<<<<

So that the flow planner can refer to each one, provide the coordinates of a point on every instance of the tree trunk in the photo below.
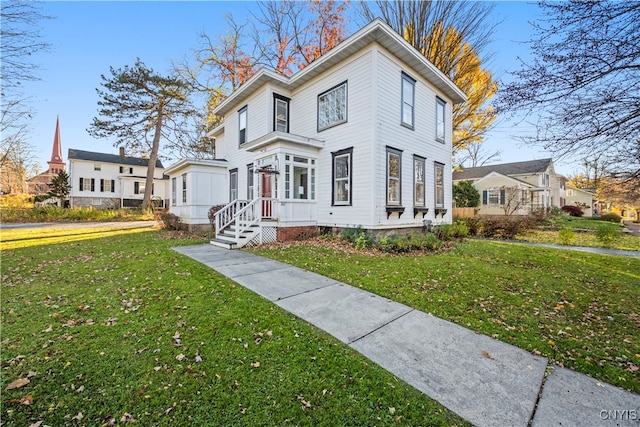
(153, 158)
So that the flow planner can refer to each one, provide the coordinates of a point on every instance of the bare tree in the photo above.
(515, 199)
(476, 155)
(454, 36)
(141, 108)
(584, 81)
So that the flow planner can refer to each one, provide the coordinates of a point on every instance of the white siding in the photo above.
(419, 141)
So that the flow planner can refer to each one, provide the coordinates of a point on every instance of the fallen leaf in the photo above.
(18, 383)
(127, 418)
(487, 355)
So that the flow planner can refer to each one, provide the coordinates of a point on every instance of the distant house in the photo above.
(582, 198)
(39, 184)
(112, 181)
(197, 185)
(361, 137)
(515, 188)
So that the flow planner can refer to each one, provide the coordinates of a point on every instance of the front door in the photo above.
(266, 194)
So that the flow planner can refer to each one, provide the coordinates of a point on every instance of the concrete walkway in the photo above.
(486, 381)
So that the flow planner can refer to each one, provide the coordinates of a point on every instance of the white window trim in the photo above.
(407, 103)
(348, 155)
(330, 111)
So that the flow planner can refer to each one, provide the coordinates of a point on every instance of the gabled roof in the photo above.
(375, 31)
(504, 177)
(109, 158)
(517, 168)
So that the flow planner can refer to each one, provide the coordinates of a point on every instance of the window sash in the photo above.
(242, 125)
(394, 172)
(418, 182)
(332, 107)
(342, 178)
(439, 185)
(440, 112)
(184, 188)
(233, 185)
(174, 189)
(408, 100)
(299, 178)
(281, 115)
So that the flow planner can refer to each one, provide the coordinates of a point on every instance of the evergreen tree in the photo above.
(59, 187)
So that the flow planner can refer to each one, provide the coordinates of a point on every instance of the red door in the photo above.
(265, 185)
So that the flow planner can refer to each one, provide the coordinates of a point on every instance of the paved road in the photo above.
(486, 381)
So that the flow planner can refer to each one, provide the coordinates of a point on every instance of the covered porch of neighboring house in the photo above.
(281, 185)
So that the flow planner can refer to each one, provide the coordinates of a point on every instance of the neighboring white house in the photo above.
(361, 137)
(196, 185)
(112, 181)
(581, 198)
(515, 188)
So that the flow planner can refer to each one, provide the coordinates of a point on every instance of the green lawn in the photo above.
(574, 231)
(580, 310)
(113, 326)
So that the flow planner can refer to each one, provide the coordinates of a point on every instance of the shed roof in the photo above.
(109, 158)
(516, 168)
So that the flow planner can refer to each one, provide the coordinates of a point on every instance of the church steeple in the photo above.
(56, 164)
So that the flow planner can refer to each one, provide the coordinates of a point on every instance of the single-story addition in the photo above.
(582, 198)
(104, 180)
(361, 137)
(517, 188)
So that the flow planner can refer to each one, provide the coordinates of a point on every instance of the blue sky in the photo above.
(87, 38)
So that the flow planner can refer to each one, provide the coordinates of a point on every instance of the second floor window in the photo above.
(280, 113)
(408, 97)
(439, 185)
(242, 125)
(440, 107)
(418, 181)
(332, 106)
(394, 172)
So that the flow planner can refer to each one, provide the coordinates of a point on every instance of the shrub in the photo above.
(573, 210)
(170, 221)
(608, 234)
(213, 210)
(358, 237)
(612, 217)
(566, 235)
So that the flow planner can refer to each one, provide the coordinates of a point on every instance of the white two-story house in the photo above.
(517, 188)
(104, 180)
(359, 138)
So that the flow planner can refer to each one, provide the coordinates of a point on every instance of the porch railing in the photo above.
(244, 214)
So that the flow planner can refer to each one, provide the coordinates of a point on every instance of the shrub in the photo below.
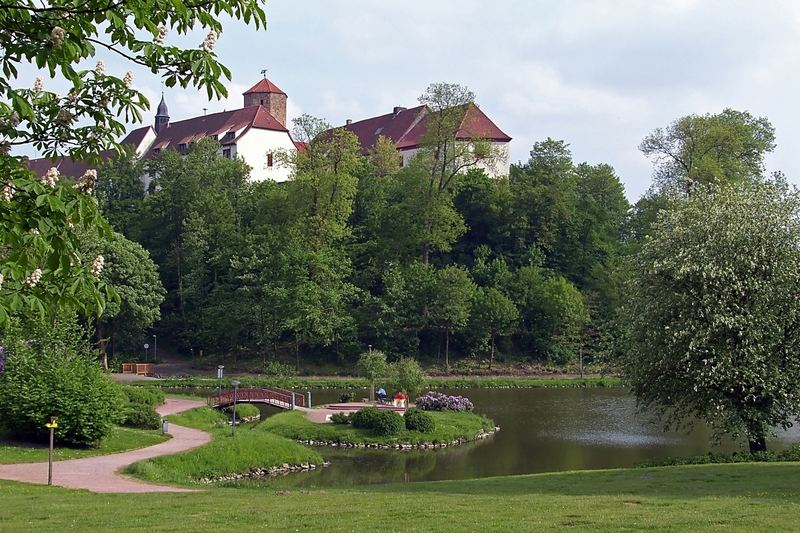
(418, 420)
(340, 418)
(141, 416)
(146, 395)
(243, 410)
(387, 423)
(365, 418)
(346, 397)
(51, 370)
(436, 401)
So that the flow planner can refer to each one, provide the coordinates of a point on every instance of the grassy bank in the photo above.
(449, 427)
(119, 440)
(226, 454)
(742, 497)
(449, 382)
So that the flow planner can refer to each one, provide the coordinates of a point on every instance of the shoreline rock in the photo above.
(260, 473)
(398, 446)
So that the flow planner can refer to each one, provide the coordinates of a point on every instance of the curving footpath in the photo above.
(101, 473)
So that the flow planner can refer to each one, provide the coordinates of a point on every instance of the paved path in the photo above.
(101, 473)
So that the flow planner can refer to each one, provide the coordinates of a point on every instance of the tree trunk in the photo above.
(447, 349)
(491, 357)
(757, 444)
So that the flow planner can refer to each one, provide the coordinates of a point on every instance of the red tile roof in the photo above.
(215, 125)
(406, 127)
(74, 169)
(264, 86)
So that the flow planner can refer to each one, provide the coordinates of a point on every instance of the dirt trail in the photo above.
(101, 473)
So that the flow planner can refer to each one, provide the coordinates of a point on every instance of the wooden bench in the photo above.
(140, 369)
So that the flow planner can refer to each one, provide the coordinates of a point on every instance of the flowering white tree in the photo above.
(41, 268)
(713, 312)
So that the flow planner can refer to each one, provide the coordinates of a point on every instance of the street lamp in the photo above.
(219, 382)
(235, 388)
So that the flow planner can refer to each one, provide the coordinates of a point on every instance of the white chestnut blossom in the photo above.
(97, 265)
(86, 182)
(210, 42)
(57, 36)
(34, 278)
(50, 178)
(162, 35)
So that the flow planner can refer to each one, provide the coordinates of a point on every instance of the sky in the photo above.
(599, 75)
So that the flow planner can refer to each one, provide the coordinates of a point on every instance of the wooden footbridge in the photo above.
(285, 399)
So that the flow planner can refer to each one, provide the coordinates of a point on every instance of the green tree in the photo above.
(372, 364)
(134, 276)
(451, 303)
(713, 312)
(493, 315)
(38, 271)
(696, 150)
(409, 376)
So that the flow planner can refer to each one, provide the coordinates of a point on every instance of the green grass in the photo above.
(119, 440)
(740, 497)
(449, 426)
(454, 382)
(226, 454)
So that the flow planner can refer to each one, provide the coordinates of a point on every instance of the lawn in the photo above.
(119, 440)
(739, 497)
(449, 426)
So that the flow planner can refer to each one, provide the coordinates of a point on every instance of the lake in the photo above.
(542, 430)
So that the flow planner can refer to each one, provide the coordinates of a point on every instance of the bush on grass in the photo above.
(51, 370)
(418, 420)
(243, 410)
(340, 418)
(365, 418)
(388, 424)
(436, 401)
(141, 416)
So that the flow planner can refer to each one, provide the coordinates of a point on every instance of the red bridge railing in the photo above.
(277, 397)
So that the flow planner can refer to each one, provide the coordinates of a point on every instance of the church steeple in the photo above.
(162, 116)
(267, 94)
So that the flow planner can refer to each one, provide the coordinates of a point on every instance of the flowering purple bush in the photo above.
(436, 401)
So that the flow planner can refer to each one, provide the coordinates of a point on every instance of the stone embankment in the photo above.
(259, 473)
(416, 446)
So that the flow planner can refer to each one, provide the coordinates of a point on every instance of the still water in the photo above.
(542, 430)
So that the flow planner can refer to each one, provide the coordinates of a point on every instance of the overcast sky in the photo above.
(597, 74)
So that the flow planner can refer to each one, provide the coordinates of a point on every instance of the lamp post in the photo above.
(219, 382)
(233, 422)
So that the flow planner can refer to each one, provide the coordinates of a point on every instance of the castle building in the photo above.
(257, 133)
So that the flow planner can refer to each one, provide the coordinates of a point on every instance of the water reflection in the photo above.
(543, 430)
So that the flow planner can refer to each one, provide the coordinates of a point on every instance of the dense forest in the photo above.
(434, 259)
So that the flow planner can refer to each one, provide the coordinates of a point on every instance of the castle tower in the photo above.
(267, 94)
(162, 116)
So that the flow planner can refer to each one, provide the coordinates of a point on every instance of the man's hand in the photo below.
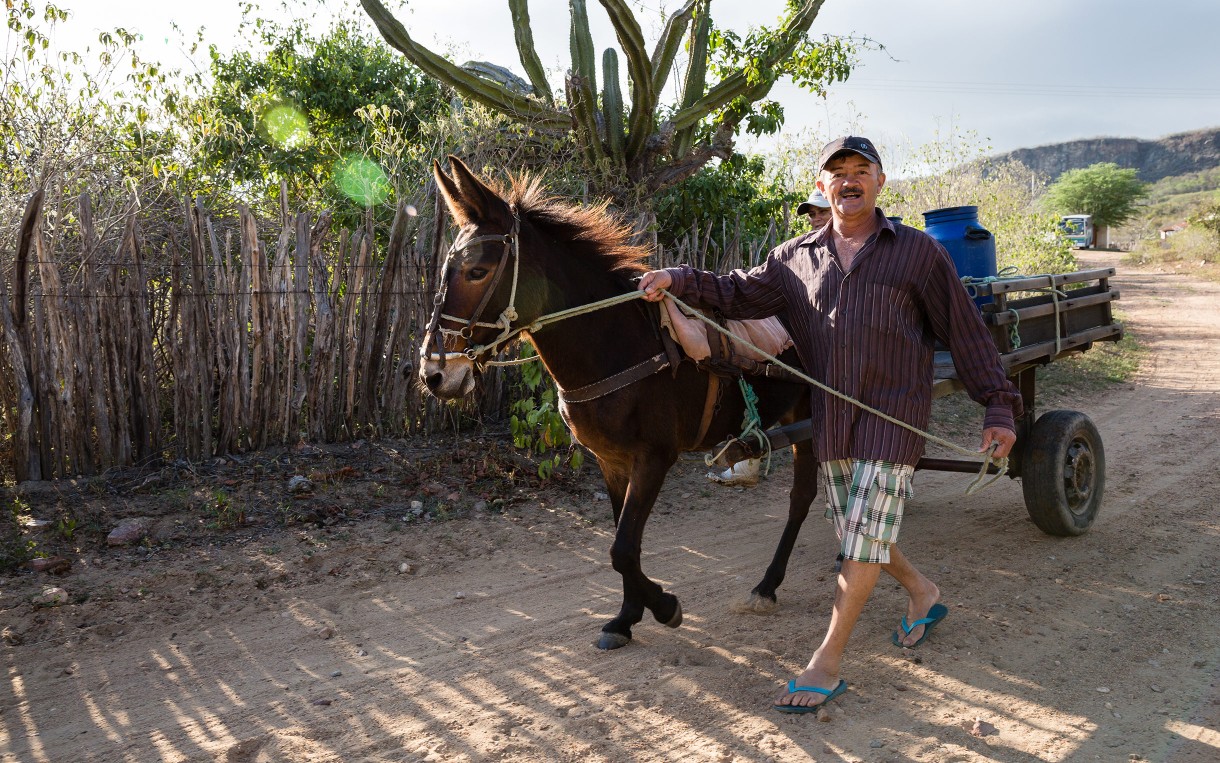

>>>>

Would you output, word for word, only the lines running from the line with "embankment in the photo above." to the end of the listing above, both ends included, with no pictures?

- **RESPONSE TO THE TASK**:
So that the flow planner can refer to each one, provide the coordinates of a point on every instance of the stone embankment in the photo above.
(259, 473)
(416, 446)
So that the flow planner can refer to each one, provide the coordinates of a point on every instance of the still water in the photo above.
(542, 430)
So that the flow planner can refer to each one, provide the coordinates of a point on every instance of the overcast sky in the photo above.
(597, 74)
So that the flow planner can refer to each one, provide the coordinates of a point on every instance of the lamp post in the photo above.
(219, 382)
(233, 422)
So that the flow planner can refer to each one, provide the coordinates of a point on every instance of the castle building in the photo above.
(257, 133)
So that the flow planner can refer to each one, provide the coordinates of a point on every instance of the water reflection in the photo above.
(543, 430)
So that the flow planner can refer to each one, provide the coordinates of a point on every instance of the dense forest in the photo above.
(434, 259)
So that the flow planner can refer to each one, provide the coordinates of a point on every instance of the castle tower in the photo above.
(267, 94)
(162, 116)
So that the flow planner can refer to each one, provide the coordinates of a point on every instance of the man's hand in the photo below.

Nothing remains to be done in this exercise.